Ihre Aufgaben |
- 1) Tippen Sie aus dem Text zur Steuerbilanzpolitik den Abschnitt ab, der bei „Die durch das“ beginnt und bei „Praxis zahlreiche Einschränkungen.“ endet.
- 2) Fassen Sie den Text zur Steuerbilanzpolitik in zwei Sätzen zusammen.
- 3) Beantworten Sie anhand des Textes zur Steuerbilanzpolitik die folgenden Fragen:
(a) Welches Gesetz hat die Neuinterpretation des Maßgeblichkeitsprinzips ausgelöst?
(b) Wozu kommt es über die Verlagerung des Gewinnausweises in spätere Jahre?
(c) Wann ist eine Gewinnnachverlagerung laut Text nur sinnvoll?
=== Extrahierter Text ===
„Grenzen einer gewinnnachverlagernden Steuerbilanzpolitik”
Gewinnausweis immer in die Zukunft verlagern?
Die durch das Bilanzrechtsmodernisierungsgesetz ausgelöste Neuinterpretation des Maßgeblichkeitsprinzips hat die Möglichkeiten einer eigenständigen Steuerbilanzpolitik erhöht. Bei Berücksichtigung der individuellen Verhältnisse des Unternehmens, des mit einer eigenständigen Steuerbilanzpolitik verbundenen organisatorischen Aufwands und des Betriebsprüfungsrisikos ergeben sich allerdings in der Praxis zahlreiche Einschränkungen.
Die Empfehlung, die Instrumente der Steuerbilanzpolitik möglichst weitgehend einzusetzen, stützt sich darauf, dass es über die Verlagerung des Gewinnausweises in spätere Jahre zu einer Ertragsteuerstundung kommt. Beim derzeit niedrigen Zinsniveau lassen sich durch eine Aufwandsvorverlagerung und Ertragsnachverlagerung allerdings nur geringe Vorteile erzielen. Bei Einzelunternehmen und Personengesellschaften, deren Gewinne innerhalb des progressiven Bereichs des Einkommensteuertarifs liegen, empfiehlt es sich deshalb häufig, einen möglichst gleichmäßigen Gewinnausweis anzustreben. Über eine tendenzielle Gewinnnivellierung lassen sich Steuersatznachteile vermeiden, ohne dass es zu einem größeren Zinsnachteil kommt. Eine Gewinnnachverlagerung ist nur dann sinnvoll, wenn es darum geht, die Liquidität des Unternehmens zu sichern. Angesprochen sind damit insbesondere die im UmwStG gewährten Wahlrechte, die Übertragung von Veräußerungsgewinnen nach § 6b EStG und der Investitionsabzugsbetrag.
=== Erfasste Daten ===
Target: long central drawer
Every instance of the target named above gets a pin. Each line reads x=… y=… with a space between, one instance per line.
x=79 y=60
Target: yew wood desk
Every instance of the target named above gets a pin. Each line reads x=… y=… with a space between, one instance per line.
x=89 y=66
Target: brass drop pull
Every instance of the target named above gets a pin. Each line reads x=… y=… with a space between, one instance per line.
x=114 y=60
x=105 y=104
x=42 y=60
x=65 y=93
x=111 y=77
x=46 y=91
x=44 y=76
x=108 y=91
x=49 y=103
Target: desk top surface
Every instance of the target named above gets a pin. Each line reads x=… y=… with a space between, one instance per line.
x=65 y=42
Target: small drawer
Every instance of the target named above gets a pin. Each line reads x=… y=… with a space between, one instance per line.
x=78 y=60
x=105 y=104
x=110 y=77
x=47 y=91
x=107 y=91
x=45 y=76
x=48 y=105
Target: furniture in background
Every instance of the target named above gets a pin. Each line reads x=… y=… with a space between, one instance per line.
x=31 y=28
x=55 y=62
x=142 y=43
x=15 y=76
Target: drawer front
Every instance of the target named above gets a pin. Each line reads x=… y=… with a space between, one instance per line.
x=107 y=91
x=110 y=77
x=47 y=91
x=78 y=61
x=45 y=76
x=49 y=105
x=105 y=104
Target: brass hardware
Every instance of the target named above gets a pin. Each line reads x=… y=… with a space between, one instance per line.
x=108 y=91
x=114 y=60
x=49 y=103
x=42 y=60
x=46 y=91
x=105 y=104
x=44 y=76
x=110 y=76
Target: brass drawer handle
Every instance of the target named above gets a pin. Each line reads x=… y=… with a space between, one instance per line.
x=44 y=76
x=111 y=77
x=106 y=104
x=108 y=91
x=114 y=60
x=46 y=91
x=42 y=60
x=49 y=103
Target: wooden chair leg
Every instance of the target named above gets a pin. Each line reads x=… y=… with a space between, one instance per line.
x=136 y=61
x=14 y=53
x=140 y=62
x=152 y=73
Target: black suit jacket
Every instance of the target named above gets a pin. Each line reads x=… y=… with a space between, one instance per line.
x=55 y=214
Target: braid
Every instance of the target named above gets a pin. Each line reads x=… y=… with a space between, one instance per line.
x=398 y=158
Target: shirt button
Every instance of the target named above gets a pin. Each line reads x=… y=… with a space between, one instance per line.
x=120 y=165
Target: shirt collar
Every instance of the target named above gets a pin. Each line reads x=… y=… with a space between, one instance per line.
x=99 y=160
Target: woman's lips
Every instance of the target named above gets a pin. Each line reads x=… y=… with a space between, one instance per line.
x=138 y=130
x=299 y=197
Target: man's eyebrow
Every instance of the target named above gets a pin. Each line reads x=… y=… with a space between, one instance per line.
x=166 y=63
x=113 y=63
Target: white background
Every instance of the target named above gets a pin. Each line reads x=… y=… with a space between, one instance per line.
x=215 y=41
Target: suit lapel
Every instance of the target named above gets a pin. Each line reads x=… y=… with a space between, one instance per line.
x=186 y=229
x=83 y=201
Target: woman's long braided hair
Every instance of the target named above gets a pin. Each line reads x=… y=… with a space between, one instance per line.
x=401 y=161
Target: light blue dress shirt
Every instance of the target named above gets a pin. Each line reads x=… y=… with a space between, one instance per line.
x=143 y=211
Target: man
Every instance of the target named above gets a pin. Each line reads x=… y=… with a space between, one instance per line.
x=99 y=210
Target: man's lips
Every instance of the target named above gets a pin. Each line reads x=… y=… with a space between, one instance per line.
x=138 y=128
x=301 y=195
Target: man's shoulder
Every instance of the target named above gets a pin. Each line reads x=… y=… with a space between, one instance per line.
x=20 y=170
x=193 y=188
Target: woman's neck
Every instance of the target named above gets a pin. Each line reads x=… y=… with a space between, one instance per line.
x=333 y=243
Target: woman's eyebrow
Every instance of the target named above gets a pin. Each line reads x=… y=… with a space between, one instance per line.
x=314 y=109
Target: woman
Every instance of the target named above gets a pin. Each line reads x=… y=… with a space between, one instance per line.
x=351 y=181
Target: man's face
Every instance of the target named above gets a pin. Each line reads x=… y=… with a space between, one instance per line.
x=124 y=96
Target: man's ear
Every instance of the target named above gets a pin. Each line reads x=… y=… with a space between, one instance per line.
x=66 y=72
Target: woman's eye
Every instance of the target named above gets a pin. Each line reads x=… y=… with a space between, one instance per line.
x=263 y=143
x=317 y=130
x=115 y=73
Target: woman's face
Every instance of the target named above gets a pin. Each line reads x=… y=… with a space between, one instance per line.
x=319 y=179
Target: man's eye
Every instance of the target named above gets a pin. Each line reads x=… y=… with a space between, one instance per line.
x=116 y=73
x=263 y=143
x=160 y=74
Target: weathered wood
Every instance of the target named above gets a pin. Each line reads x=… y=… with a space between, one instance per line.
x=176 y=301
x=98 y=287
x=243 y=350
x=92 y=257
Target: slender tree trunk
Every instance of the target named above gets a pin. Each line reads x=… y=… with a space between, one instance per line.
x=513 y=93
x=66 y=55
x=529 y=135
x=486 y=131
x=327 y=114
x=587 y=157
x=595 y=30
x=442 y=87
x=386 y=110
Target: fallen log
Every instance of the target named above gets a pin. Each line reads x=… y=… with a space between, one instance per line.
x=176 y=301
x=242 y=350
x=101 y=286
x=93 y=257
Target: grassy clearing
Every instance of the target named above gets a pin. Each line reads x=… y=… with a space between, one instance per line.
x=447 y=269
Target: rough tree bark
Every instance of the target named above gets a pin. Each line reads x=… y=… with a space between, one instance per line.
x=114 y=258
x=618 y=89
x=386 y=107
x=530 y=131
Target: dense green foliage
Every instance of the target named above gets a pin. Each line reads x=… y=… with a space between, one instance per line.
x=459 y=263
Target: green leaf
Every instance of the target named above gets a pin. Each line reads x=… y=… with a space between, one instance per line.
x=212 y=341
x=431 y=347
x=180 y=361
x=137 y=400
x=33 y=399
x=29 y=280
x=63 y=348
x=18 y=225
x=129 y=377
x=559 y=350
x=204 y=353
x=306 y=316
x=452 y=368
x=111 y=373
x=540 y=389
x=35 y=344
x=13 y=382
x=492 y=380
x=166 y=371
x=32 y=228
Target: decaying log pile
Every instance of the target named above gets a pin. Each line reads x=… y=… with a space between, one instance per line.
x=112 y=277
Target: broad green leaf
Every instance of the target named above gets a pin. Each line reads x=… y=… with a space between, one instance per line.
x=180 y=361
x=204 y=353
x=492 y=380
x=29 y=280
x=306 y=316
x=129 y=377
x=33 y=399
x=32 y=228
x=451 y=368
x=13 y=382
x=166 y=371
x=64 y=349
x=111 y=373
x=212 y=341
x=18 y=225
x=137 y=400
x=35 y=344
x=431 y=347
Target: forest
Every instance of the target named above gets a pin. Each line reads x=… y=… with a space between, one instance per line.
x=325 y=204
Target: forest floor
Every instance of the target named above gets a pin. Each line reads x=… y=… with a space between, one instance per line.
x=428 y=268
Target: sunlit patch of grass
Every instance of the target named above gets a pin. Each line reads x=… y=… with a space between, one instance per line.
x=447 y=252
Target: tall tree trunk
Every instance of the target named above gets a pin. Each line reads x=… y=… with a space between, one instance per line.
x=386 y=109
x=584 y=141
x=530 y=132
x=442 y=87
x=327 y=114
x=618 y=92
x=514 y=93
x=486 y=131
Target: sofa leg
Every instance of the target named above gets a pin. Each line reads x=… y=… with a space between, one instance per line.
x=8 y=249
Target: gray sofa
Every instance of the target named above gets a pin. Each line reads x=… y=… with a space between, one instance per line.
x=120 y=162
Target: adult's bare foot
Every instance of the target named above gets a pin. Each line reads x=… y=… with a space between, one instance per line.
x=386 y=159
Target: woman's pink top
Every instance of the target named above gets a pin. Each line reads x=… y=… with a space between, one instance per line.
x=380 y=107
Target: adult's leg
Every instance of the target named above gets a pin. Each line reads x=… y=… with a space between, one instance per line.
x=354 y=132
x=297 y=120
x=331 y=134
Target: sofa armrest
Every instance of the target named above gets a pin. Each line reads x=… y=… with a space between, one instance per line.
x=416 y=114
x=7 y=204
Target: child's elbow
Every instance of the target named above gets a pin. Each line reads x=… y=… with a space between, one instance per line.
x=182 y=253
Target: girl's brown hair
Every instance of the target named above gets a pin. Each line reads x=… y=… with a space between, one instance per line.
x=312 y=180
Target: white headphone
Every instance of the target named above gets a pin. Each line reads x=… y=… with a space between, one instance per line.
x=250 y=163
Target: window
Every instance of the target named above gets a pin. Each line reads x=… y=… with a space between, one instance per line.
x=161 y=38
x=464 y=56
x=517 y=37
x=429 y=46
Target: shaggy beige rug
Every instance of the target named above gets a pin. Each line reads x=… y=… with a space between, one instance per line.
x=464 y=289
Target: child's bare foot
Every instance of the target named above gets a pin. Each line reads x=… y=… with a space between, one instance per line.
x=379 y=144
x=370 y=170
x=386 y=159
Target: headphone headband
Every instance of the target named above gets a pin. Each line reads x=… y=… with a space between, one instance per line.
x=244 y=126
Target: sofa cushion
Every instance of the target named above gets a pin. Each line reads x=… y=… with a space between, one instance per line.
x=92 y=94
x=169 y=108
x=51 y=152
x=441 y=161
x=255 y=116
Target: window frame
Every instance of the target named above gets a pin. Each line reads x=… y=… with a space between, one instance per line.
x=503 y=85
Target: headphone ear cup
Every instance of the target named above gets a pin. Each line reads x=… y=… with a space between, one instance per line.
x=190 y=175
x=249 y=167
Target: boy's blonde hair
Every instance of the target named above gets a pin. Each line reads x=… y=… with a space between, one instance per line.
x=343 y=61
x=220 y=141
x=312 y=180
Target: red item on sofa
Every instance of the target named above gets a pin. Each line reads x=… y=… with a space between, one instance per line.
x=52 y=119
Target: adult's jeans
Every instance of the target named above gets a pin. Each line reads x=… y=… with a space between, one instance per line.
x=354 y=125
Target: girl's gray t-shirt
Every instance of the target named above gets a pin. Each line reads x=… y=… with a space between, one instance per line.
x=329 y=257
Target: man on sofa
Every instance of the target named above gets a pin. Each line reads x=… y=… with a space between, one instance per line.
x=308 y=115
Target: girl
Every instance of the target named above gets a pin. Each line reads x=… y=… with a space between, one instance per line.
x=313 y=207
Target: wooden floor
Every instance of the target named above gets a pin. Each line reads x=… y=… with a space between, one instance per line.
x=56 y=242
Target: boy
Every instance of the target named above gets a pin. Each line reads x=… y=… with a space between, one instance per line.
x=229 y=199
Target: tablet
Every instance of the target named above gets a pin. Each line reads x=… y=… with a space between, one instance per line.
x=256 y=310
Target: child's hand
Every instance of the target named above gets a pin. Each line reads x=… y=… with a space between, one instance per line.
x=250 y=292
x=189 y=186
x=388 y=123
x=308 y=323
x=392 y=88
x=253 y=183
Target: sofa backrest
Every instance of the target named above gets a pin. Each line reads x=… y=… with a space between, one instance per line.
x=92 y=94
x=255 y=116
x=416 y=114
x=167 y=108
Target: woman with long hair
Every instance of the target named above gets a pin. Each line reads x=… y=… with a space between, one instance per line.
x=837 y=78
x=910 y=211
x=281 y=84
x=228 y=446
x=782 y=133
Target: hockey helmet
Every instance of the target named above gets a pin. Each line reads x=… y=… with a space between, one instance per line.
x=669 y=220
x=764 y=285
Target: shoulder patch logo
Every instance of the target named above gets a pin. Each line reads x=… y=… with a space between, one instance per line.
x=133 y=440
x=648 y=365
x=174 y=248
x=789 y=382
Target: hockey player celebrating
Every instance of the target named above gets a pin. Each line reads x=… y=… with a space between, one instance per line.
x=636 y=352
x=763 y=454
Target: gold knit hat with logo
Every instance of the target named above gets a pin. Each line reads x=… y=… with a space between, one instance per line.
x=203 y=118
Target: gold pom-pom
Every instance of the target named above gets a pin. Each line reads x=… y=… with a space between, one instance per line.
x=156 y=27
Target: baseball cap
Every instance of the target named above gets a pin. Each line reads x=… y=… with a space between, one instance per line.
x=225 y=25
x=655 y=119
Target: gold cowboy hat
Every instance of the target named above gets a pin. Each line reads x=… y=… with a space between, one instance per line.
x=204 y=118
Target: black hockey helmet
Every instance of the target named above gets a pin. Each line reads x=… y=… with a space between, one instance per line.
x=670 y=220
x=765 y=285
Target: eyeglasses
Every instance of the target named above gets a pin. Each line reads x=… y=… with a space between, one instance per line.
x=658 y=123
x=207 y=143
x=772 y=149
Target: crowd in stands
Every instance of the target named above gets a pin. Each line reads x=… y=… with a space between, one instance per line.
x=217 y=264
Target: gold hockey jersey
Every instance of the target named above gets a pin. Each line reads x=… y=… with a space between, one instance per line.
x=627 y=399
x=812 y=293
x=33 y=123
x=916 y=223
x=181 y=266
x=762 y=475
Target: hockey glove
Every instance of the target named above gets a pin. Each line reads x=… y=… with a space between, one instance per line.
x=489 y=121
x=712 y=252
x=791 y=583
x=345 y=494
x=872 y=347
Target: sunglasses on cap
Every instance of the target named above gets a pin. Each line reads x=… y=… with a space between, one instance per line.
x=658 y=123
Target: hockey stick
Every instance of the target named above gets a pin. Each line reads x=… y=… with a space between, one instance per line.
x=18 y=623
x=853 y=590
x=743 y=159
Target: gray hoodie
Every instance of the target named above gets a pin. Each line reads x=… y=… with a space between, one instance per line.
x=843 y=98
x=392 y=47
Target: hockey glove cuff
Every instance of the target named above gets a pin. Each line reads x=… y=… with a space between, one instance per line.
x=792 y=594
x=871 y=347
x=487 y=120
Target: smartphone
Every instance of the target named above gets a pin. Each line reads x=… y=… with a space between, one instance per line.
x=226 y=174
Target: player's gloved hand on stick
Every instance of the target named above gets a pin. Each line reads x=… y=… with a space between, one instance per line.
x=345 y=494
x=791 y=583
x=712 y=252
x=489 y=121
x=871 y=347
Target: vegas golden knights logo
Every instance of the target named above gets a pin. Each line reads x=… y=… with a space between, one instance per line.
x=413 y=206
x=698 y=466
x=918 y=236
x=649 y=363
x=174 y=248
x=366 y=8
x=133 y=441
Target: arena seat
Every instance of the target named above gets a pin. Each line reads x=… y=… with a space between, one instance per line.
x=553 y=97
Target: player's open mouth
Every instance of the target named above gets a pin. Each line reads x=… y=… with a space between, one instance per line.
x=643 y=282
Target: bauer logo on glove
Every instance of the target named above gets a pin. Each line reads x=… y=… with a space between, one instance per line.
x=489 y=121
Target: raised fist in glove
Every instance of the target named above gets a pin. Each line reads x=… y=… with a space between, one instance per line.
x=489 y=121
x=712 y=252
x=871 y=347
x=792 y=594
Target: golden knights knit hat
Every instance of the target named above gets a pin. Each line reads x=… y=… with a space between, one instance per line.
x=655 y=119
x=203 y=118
===
Lösungen |
- 1)
Die durch das Bilanzrechtsmodernisierungsgesetz ausgelöste Neuinterpretation des Maßgeblichkeitsprinzips hat die Möglichkeiten einer eigenständigen Steuerbilanzpolitik erhöht. Bei Berücksichtigung der individuellen Verhältnisse des Unternehmens, des mit einer eigenständigen Steuerbilanzpolitik verbundenen organisatorischen Aufwands und des Betriebsprüfungsrisikos ergeben sich allerdings in der Praxis zahlreiche Einschränkungen.

- 2) Die vom Bilanzrechtsmodernisierungsgesetz ausgelöste Neuinterpretation des Maßgeblichkeitsprinzips hat die Möglichkeiten einer eigenständigen Steuerbilanzpolitik erhöht, doch ergeben sich in der Praxis zahlreiche Einschränkungen. Weil eine Verlagerung des Gewinnausweises in spätere Jahre beim derzeit niedrigen Zinsniveau nur geringe Vorteile bringt, empfiehlt sich für Einzelunternehmen und Personengesellschaften im progressiven Bereich des Einkommensteuertarifs häufig ein möglichst gleichmäßiger Gewinnausweis, während eine Gewinnnachverlagerung nur zur Sicherung der Liquidität sinnvoll ist.

- 3)
(a) Das Bilanzrechtsmodernisierungsgesetz.
(b) Zu einer Ertragsteuerstundung.
(c) Wenn es darum geht, die Liquidität des Unternehmens zu sichern.